◆ **WHAT TO PRODUCE**: Copy the lines below word for word, skipping any image.

◆ **TASK MATERIAL**:
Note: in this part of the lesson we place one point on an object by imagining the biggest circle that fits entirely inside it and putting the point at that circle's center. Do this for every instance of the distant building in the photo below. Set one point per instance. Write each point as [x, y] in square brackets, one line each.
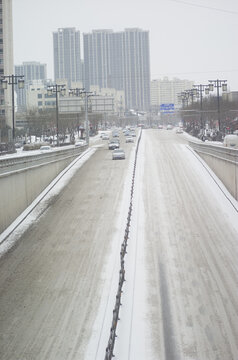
[67, 59]
[165, 91]
[121, 61]
[230, 96]
[6, 59]
[32, 71]
[106, 101]
[37, 97]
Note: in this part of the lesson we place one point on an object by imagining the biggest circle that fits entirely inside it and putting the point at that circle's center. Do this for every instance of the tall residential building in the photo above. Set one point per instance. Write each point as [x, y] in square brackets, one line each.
[165, 91]
[119, 60]
[32, 71]
[67, 59]
[6, 59]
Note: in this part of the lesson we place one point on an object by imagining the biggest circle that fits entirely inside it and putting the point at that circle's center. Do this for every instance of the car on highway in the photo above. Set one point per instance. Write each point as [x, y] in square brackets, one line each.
[80, 143]
[45, 148]
[118, 154]
[113, 145]
[105, 137]
[129, 139]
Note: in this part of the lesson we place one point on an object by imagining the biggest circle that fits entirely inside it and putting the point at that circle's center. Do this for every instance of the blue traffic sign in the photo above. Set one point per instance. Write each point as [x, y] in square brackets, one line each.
[167, 108]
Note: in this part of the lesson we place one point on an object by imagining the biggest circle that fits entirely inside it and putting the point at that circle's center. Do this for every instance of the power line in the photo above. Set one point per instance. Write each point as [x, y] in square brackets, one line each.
[206, 7]
[194, 72]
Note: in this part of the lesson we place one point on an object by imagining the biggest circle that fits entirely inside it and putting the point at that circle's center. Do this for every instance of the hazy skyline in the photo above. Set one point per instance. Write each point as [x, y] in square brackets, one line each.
[192, 40]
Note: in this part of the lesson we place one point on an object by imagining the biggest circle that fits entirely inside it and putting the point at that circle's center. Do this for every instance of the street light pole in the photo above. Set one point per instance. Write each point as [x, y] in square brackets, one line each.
[87, 94]
[12, 80]
[218, 84]
[56, 88]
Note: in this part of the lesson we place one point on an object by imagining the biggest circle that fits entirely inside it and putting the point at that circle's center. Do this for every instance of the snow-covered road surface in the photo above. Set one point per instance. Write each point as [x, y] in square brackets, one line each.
[58, 283]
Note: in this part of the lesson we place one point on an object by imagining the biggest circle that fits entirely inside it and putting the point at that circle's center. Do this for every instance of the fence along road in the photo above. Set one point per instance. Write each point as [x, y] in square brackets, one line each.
[51, 282]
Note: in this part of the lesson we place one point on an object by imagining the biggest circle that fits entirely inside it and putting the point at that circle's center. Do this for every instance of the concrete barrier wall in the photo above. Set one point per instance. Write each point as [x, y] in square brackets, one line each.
[18, 188]
[224, 163]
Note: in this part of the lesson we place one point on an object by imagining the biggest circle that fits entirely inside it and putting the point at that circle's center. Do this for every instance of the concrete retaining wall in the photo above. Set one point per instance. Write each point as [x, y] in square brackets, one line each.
[18, 188]
[224, 163]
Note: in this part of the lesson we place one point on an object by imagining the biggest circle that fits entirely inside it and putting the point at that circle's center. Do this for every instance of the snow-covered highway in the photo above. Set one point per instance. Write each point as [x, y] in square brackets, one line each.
[59, 279]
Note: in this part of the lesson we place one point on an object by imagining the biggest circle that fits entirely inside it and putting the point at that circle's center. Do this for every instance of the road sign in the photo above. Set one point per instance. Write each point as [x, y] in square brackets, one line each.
[167, 108]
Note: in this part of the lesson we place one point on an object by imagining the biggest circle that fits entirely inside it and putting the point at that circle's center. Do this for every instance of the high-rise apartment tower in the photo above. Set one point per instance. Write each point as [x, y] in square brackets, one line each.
[67, 60]
[6, 59]
[119, 60]
[32, 70]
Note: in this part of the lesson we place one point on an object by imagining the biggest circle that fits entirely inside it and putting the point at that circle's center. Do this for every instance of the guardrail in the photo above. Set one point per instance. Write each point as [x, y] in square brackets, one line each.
[223, 161]
[24, 161]
[115, 317]
[22, 179]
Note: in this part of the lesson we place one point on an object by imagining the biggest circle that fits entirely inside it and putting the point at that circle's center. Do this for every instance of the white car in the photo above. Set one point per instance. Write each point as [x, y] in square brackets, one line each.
[80, 143]
[118, 154]
[45, 148]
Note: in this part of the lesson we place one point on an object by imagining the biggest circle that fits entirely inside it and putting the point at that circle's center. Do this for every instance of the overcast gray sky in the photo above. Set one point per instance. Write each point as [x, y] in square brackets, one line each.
[190, 39]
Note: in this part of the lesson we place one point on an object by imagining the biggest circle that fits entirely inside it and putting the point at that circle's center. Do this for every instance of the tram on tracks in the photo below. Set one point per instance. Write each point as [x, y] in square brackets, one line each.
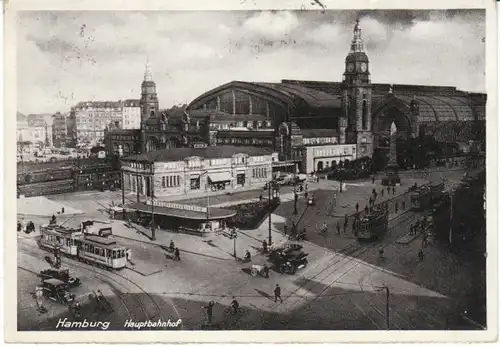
[425, 196]
[372, 225]
[91, 243]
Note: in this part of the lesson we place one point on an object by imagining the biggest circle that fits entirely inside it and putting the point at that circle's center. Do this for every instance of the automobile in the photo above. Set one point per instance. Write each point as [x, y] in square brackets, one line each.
[288, 259]
[56, 290]
[62, 275]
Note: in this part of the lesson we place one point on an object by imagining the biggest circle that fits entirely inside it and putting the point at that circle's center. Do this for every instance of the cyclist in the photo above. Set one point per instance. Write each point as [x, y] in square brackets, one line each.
[235, 305]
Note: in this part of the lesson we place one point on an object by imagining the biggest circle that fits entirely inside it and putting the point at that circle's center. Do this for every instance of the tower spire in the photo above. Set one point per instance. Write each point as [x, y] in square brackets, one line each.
[357, 40]
[147, 73]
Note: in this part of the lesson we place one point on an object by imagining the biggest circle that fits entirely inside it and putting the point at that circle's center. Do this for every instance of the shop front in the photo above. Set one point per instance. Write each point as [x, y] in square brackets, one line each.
[219, 181]
[189, 219]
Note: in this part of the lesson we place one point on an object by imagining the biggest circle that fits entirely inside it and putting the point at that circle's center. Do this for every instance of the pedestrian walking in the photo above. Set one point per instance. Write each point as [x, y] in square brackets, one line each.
[210, 310]
[277, 293]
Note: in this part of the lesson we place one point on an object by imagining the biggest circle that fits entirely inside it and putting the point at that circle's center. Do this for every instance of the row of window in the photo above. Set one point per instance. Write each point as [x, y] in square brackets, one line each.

◆ **YOUR RESPONSE**:
Note: in this part of the lesson we place one point on an object by imagining the biggest circle that fits entirely inside it and putting the point at that circle's center. Do this for every instance of the distant building in the photo below. Set one point per instance. Write each point as [x, y] in square brackets, one line each.
[67, 59]
[165, 91]
[121, 61]
[230, 96]
[6, 59]
[32, 71]
[106, 101]
[37, 97]
Note: in this part of the lesson we place one point on an object by imagining the biggest circle that fits entirely inside it and putting the point at that circle's center. Do this for every instance of the tall residential building in the photo above. Set one point per instance. Write each point as [x, y] in square brackets, one line each.
[165, 91]
[119, 60]
[32, 71]
[67, 59]
[6, 59]
Note: in this part of the lesson we place one point on an object by imagining the biggest circle that fits entirely inside it and putting the point at that circle's center. Do this for every instance of the car on highway in the photo above. Set one point per instance. Write each point as [x, y] in square brackets, one line each.
[80, 143]
[45, 148]
[118, 154]
[113, 145]
[105, 137]
[129, 139]
Note: in this part of the lesson we place one point on an object by imagining the biggest circle that fits entirely inside it and putting the point at that circle's center. Do this for every instance of the blue traffic sign in the photo above. Set one point per instance. Write each point as [x, y] in square brackets, one line each.
[167, 108]
Note: in this part of the lesson we place one point on an object by imagining the biggest circle that fits entirely inside it and putting the point at that circle's center. Do this for every instance of the power line in the photo above. Set one point per instance. Write each point as [x, y] in square brackets, one line each.
[206, 7]
[194, 72]
Note: in this part of the lesson we place one point on an object by imagining the biggest circle that fits entirely inside it and putting the point at that circle's center. Do this for every instance of the hazy skyline in the photo above. Set one point per instance. Write each point as [x, y] in square brackets, one line each.
[192, 40]
Note: in this part of the lesson we place one point on an object by imagining the biggest circle that fits entirely inside it and putting the point at that circle's center. Do this for every instance of the street light pole in the photo above. Set one point per instance. Write each point as [x, y] in square brackets, one line each.
[87, 94]
[12, 80]
[218, 84]
[56, 88]
Note: in this part of the lesson we place one point on an object by imagining the biggest circle that fits entirely inside it and putting the point at that circle's center. Do this for every instance of the snow-covered road surface in the photo above. Set one point per instance. Write each point as [x, y] in square brackets, one line each.
[58, 283]
Note: in this part of the lesson we place one point on an object by imagining the biggest circle that fits entirely inside it and putting the point at that circle's center. Do this for every instance of the fence along road in the photo above. Set one point per instance. Write each point as [x, y] in square brackets, one line each.
[51, 282]
Note: in this part of the lesson we place one point on an object by imagining the biggest circle that fits entirely inside it and putting the point at that circle's center. Do this for every instance of the concrete barrier wall in the photo above. Set one point per instance. Write each point as [x, y] in square brackets, one line each.
[18, 188]
[224, 163]
Note: in this part of the lesson we place one point on an object by imagining the biggest circle that fits entirely inside it and putting the point at that circle's center. Do this for every instance of the concrete retaining wall in the photo above. Set one point per instance. Write each point as [x, y] in square brackets, one line each.
[18, 188]
[224, 163]
Note: in this part of the lesson we place one point on an object by imagining the biggest circle that fits entirely inside it and putting the point at that circle's center. Do this for every instance of the snow-covered highway in the photo above. Set one point per instance. Write each point as [x, y] in square brackets, one line each.
[59, 279]
Note: in this part of the lesson we place one point on an object by imagining the biggest circle that fits entirely inside it and putting the point at that circle's center. Do this for every instance of the road sign in the photo above. Set one point per instance. Write each point as [x, y] in square brackets, one line each.
[167, 108]
Note: in this part of the lesson we place one point on an object by imagining the biggest circle that fits entirely inside it and putting the point at that circle's center. Do this for every instance of the high-rise apartment tower in the photo above. Set one point per instance. Write each point as [x, y] in square brackets, one line each.
[67, 60]
[6, 59]
[119, 60]
[32, 70]
Note: in this part of the lesson we place one point on an object by imagining the biggest circle that fits entirely inside it and putting the point at that circle's center. Do this for every instance of the guardrail in the photo above. Set one point per instance. Write each point as [x, y] in square brackets, one line each.
[223, 161]
[24, 161]
[115, 317]
[22, 179]
Note: in this part of the lesson we place one point on an object by imagining the biggest circle that fits entirely inside it and putting the point at that circle's center. Do this for every instance of the white car in the photo above. Set one point per instance. Write each point as [x, y] in square brackets, one line each.
[80, 143]
[118, 154]
[45, 148]
Note: in this part of the lesson we place one point on an object by imagining the biggest circle that fits entirely inside it and putting the point at that circle's center. Do this for every instance of the overcast gray sky in the photo above. Set one point per instance. Write each point as [x, y] in square brackets, one line each.
[190, 39]
Note: in this part of the lesson we place one point on an object by imagining the biggest circle that fits entirely inside it and putting the point at that circle's center. Do this for every instance of the tram on tracks in the photo below. Set one point per instance. Write each point as [x, y] in square brackets, one line each.
[425, 196]
[372, 225]
[91, 243]
Note: in this part of the lesson we place one point on an object by imagining the biggest circle that fits entirely inside it and putting the point at that circle's center. Do this for every instance of the automobile in the photo above. Set one point per instance. Write each point as [x, y] in square brackets, one line each.
[288, 259]
[56, 290]
[62, 275]
Note: in this part of the lesson we place one point on an object by imagining the biggest circle that fits entirely inside it and putting the point at that circle's center. Do this for every instance of the cyclist in the photo above. Set one point per instance. Write each point as [x, y] in square brackets, one line each.
[235, 305]
Note: in this part of the lesson we place one point on an object by imagining the biggest circle that fits entirely inside it and putting the point at that circle's center. Do this for every instance of the tower spire in the photo above. Set one point per instance. Write each point as [x, y] in square brackets, one line each.
[357, 40]
[147, 73]
Note: in this part of the lesson we place one point on an object by imagining the biggest circle that fits entirely inside it and putting the point at that circle's center. Do this for every instance of the shop front in the photo above. Set one point per instance. Write each point as [x, y] in square brackets, one line each.
[219, 181]
[189, 219]
Note: in this part of the lesson we place one point on an object by imagining the biggest circle that fits entirely inside it and putting the point at that circle's center. Do this for every instance of the pedestrian walking in the photo above. Set one point per instance. Write each point as [x, y] in square brackets, one line each.
[210, 310]
[277, 293]
Note: in this part of the lesson we place one point on an object by imagining the biggest circle that fits entirely inside it and putting the point at that circle's center. Do this for every instance of the row of window in the photo above. Set one point per instance. Write each point as [x, y] in square brackets, one line each.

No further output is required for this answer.